### DO THIS
Give again, word for word, only the lines from the one containing "of the yellow" through the final line.

### SUPPLIED RECORDS
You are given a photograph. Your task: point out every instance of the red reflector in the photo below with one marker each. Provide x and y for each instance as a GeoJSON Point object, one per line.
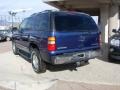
{"type": "Point", "coordinates": [51, 47]}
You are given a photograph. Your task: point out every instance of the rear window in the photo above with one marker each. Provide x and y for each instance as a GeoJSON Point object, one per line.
{"type": "Point", "coordinates": [74, 22]}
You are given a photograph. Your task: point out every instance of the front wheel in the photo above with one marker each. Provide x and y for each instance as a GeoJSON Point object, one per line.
{"type": "Point", "coordinates": [38, 64]}
{"type": "Point", "coordinates": [14, 48]}
{"type": "Point", "coordinates": [8, 38]}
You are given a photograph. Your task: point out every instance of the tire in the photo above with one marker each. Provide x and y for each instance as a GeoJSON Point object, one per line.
{"type": "Point", "coordinates": [14, 48]}
{"type": "Point", "coordinates": [110, 59]}
{"type": "Point", "coordinates": [38, 64]}
{"type": "Point", "coordinates": [8, 39]}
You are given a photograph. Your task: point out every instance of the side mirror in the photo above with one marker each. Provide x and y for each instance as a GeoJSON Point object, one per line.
{"type": "Point", "coordinates": [114, 30]}
{"type": "Point", "coordinates": [14, 28]}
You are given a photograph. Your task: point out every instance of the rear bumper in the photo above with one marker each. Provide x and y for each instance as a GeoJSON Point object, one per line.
{"type": "Point", "coordinates": [2, 38]}
{"type": "Point", "coordinates": [114, 53]}
{"type": "Point", "coordinates": [74, 57]}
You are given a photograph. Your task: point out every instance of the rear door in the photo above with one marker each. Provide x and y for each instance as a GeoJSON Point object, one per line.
{"type": "Point", "coordinates": [75, 32]}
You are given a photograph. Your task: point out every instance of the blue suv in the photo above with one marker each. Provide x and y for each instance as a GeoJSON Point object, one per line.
{"type": "Point", "coordinates": [57, 37]}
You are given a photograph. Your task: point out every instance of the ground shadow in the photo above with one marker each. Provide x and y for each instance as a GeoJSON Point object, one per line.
{"type": "Point", "coordinates": [24, 56]}
{"type": "Point", "coordinates": [2, 41]}
{"type": "Point", "coordinates": [104, 55]}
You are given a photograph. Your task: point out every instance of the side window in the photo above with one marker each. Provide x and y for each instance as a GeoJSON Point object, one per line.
{"type": "Point", "coordinates": [41, 22]}
{"type": "Point", "coordinates": [23, 24]}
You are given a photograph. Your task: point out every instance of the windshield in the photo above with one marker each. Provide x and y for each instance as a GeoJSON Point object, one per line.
{"type": "Point", "coordinates": [74, 22]}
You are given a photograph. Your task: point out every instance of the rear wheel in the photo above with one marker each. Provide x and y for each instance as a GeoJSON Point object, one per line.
{"type": "Point", "coordinates": [38, 64]}
{"type": "Point", "coordinates": [8, 38]}
{"type": "Point", "coordinates": [110, 59]}
{"type": "Point", "coordinates": [14, 48]}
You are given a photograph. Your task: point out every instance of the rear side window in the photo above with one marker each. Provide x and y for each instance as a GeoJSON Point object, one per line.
{"type": "Point", "coordinates": [73, 22]}
{"type": "Point", "coordinates": [41, 22]}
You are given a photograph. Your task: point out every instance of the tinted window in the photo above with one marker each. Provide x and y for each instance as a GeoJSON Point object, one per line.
{"type": "Point", "coordinates": [74, 22]}
{"type": "Point", "coordinates": [41, 22]}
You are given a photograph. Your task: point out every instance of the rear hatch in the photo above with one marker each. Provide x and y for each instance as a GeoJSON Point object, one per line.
{"type": "Point", "coordinates": [75, 32]}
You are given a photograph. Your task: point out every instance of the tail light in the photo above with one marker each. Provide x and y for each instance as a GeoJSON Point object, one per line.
{"type": "Point", "coordinates": [100, 40]}
{"type": "Point", "coordinates": [51, 44]}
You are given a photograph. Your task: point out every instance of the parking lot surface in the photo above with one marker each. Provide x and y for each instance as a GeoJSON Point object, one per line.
{"type": "Point", "coordinates": [18, 71]}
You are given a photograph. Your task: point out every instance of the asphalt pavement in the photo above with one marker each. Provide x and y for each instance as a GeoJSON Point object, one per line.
{"type": "Point", "coordinates": [16, 73]}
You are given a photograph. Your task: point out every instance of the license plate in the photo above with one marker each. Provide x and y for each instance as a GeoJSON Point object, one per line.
{"type": "Point", "coordinates": [80, 55]}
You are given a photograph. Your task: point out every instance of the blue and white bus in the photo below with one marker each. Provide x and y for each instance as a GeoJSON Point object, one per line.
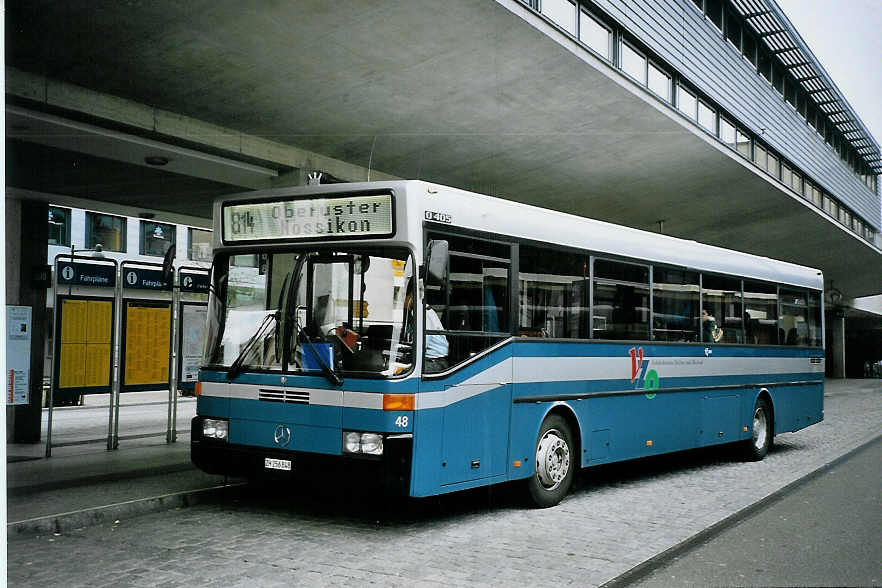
{"type": "Point", "coordinates": [440, 340]}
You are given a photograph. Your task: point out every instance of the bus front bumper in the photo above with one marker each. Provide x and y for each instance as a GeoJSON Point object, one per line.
{"type": "Point", "coordinates": [391, 471]}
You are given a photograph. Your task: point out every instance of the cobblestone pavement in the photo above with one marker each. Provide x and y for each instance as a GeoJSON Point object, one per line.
{"type": "Point", "coordinates": [616, 518]}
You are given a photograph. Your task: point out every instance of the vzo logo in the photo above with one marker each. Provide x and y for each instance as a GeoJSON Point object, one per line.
{"type": "Point", "coordinates": [641, 375]}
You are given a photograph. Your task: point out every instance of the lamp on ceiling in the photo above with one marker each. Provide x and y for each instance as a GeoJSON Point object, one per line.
{"type": "Point", "coordinates": [156, 160]}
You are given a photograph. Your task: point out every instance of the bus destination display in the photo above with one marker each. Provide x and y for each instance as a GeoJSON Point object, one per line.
{"type": "Point", "coordinates": [351, 216]}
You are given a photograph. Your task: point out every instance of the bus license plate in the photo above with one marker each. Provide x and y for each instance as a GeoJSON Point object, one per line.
{"type": "Point", "coordinates": [277, 464]}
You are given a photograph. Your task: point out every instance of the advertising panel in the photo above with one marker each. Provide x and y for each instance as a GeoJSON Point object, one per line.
{"type": "Point", "coordinates": [18, 354]}
{"type": "Point", "coordinates": [147, 344]}
{"type": "Point", "coordinates": [86, 327]}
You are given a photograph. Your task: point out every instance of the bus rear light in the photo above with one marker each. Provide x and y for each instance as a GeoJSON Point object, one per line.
{"type": "Point", "coordinates": [398, 401]}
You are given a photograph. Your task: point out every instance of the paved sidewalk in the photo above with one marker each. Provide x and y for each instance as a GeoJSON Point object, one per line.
{"type": "Point", "coordinates": [618, 517]}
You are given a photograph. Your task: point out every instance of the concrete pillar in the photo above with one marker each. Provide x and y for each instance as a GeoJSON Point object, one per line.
{"type": "Point", "coordinates": [26, 243]}
{"type": "Point", "coordinates": [836, 346]}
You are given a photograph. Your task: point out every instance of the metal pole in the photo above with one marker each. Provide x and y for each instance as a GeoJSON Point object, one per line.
{"type": "Point", "coordinates": [113, 425]}
{"type": "Point", "coordinates": [56, 350]}
{"type": "Point", "coordinates": [170, 433]}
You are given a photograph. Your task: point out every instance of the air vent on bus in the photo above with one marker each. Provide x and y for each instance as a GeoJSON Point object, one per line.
{"type": "Point", "coordinates": [276, 395]}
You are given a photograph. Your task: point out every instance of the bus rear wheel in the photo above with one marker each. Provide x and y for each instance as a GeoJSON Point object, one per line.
{"type": "Point", "coordinates": [760, 442]}
{"type": "Point", "coordinates": [554, 468]}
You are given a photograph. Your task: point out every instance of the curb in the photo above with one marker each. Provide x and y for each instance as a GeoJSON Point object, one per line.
{"type": "Point", "coordinates": [658, 561]}
{"type": "Point", "coordinates": [113, 513]}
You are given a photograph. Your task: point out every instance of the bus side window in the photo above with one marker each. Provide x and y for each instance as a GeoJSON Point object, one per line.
{"type": "Point", "coordinates": [675, 312]}
{"type": "Point", "coordinates": [621, 300]}
{"type": "Point", "coordinates": [553, 288]}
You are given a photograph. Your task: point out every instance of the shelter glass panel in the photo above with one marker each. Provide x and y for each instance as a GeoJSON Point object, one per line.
{"type": "Point", "coordinates": [198, 245]}
{"type": "Point", "coordinates": [156, 238]}
{"type": "Point", "coordinates": [59, 226]}
{"type": "Point", "coordinates": [107, 231]}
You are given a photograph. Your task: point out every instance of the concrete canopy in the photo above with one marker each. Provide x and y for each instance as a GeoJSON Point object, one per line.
{"type": "Point", "coordinates": [479, 95]}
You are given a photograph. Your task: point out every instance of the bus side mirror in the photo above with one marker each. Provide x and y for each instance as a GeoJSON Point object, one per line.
{"type": "Point", "coordinates": [437, 264]}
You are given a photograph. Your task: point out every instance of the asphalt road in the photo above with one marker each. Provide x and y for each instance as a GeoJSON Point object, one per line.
{"type": "Point", "coordinates": [827, 531]}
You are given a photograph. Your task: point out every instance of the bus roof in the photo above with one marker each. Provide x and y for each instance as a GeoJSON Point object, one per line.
{"type": "Point", "coordinates": [493, 215]}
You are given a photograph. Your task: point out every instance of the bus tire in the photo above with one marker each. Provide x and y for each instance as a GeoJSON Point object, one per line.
{"type": "Point", "coordinates": [554, 467]}
{"type": "Point", "coordinates": [760, 442]}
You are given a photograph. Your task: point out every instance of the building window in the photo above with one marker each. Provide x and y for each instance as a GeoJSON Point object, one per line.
{"type": "Point", "coordinates": [727, 133]}
{"type": "Point", "coordinates": [59, 226]}
{"type": "Point", "coordinates": [562, 12]}
{"type": "Point", "coordinates": [778, 82]}
{"type": "Point", "coordinates": [790, 92]}
{"type": "Point", "coordinates": [198, 245]}
{"type": "Point", "coordinates": [107, 231]}
{"type": "Point", "coordinates": [659, 82]}
{"type": "Point", "coordinates": [749, 49]}
{"type": "Point", "coordinates": [633, 63]}
{"type": "Point", "coordinates": [156, 238]}
{"type": "Point", "coordinates": [764, 65]}
{"type": "Point", "coordinates": [772, 164]}
{"type": "Point", "coordinates": [595, 35]}
{"type": "Point", "coordinates": [714, 11]}
{"type": "Point", "coordinates": [759, 156]}
{"type": "Point", "coordinates": [786, 174]}
{"type": "Point", "coordinates": [707, 118]}
{"type": "Point", "coordinates": [687, 103]}
{"type": "Point", "coordinates": [733, 31]}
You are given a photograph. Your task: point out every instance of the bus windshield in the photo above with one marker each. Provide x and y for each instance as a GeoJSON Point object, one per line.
{"type": "Point", "coordinates": [333, 312]}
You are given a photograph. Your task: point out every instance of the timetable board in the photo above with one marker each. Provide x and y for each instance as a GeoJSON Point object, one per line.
{"type": "Point", "coordinates": [86, 334]}
{"type": "Point", "coordinates": [147, 344]}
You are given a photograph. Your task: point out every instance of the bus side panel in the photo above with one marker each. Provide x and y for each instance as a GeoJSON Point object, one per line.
{"type": "Point", "coordinates": [797, 407]}
{"type": "Point", "coordinates": [461, 427]}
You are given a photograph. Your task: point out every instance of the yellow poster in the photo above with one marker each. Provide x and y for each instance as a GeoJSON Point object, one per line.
{"type": "Point", "coordinates": [73, 323]}
{"type": "Point", "coordinates": [86, 331]}
{"type": "Point", "coordinates": [148, 334]}
{"type": "Point", "coordinates": [72, 365]}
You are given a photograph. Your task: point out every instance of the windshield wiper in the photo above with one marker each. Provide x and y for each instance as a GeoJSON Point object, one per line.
{"type": "Point", "coordinates": [239, 363]}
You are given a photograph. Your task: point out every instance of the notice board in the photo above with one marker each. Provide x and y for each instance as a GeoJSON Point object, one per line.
{"type": "Point", "coordinates": [85, 341]}
{"type": "Point", "coordinates": [147, 340]}
{"type": "Point", "coordinates": [191, 341]}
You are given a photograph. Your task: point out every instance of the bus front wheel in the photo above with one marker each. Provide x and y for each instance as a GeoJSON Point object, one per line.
{"type": "Point", "coordinates": [760, 442]}
{"type": "Point", "coordinates": [554, 467]}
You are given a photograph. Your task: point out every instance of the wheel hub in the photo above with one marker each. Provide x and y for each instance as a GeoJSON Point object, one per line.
{"type": "Point", "coordinates": [552, 459]}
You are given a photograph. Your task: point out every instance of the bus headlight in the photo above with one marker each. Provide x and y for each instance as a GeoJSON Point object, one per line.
{"type": "Point", "coordinates": [352, 442]}
{"type": "Point", "coordinates": [364, 443]}
{"type": "Point", "coordinates": [215, 429]}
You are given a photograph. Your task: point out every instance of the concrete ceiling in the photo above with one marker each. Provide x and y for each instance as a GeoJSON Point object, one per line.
{"type": "Point", "coordinates": [479, 95]}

### FINISHED ANSWER
You are given a photograph. Your task: point out every instance of the yellow poster in the photo above with one marker each. Provide x and y for each instance as a GeoJSON Point object, one per line.
{"type": "Point", "coordinates": [73, 323]}
{"type": "Point", "coordinates": [86, 331]}
{"type": "Point", "coordinates": [148, 334]}
{"type": "Point", "coordinates": [72, 365]}
You are given a photograph. Your task: point out every instance of the windshield wiper in the photo above with one marker each. Provide x and y for each instance as a GeoJSON Point object, one per line.
{"type": "Point", "coordinates": [239, 363]}
You are given a photograph. Your task: point out every instance of the notice board in the photo above with one marker each. Provide x and y for each instance as a GeoJSON Point object, one per line.
{"type": "Point", "coordinates": [85, 341]}
{"type": "Point", "coordinates": [147, 340]}
{"type": "Point", "coordinates": [191, 341]}
You are given a photograph. Your task: point out every instance of the bus front wheel in the photo above with one marker each. Provide x and y for each instance as a GeoJSON Point object, one per line.
{"type": "Point", "coordinates": [760, 442]}
{"type": "Point", "coordinates": [554, 467]}
You are given a photograph. Your task: point out every instance of the wheel hub in the photo above with one marker each. Provide x and y for each instance as a GeoJSON Point object, one per line.
{"type": "Point", "coordinates": [552, 459]}
You are given a photograph. Your task: point out every instance of the bus headlight in the photo above with one marker each. Provide x and y for each instance as a GeoJSON Point object, one per line.
{"type": "Point", "coordinates": [352, 442]}
{"type": "Point", "coordinates": [364, 443]}
{"type": "Point", "coordinates": [215, 429]}
You are given a photograph. Your task: point out every instance of the concrete ceiling in the photo above with one marker each. Provide x and y for each instance as a GeoJSON Point object, one per line.
{"type": "Point", "coordinates": [479, 95]}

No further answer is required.